◆ SHORT PROBLEM ◆
Render every line of the material below as a Markdown table with the columns Row and Content, numbering each row and omitting blank lines. Exclude the pictures from the table.

◆ Position identification records ◆
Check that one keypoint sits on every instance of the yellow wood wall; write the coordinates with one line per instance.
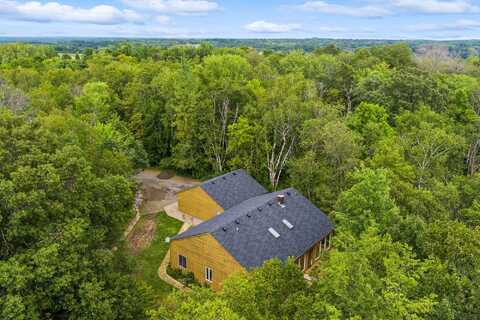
(196, 202)
(204, 251)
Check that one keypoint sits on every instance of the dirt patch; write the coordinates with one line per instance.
(142, 235)
(154, 193)
(160, 188)
(166, 174)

◆ EXERCISE RESPONSE ◆
| Row | Content |
|---|---|
| 1 | Check that one keypoint sits on every instance of the yellow wood wall; write the coordinates with one line per instance. |
| 2 | (196, 202) |
| 3 | (204, 251) |
| 4 | Check that one keypoint sits on every instance of the dirt patch; write the coordinates with one line per instance. |
| 5 | (142, 235) |
| 6 | (154, 193) |
| 7 | (160, 188) |
| 8 | (166, 174) |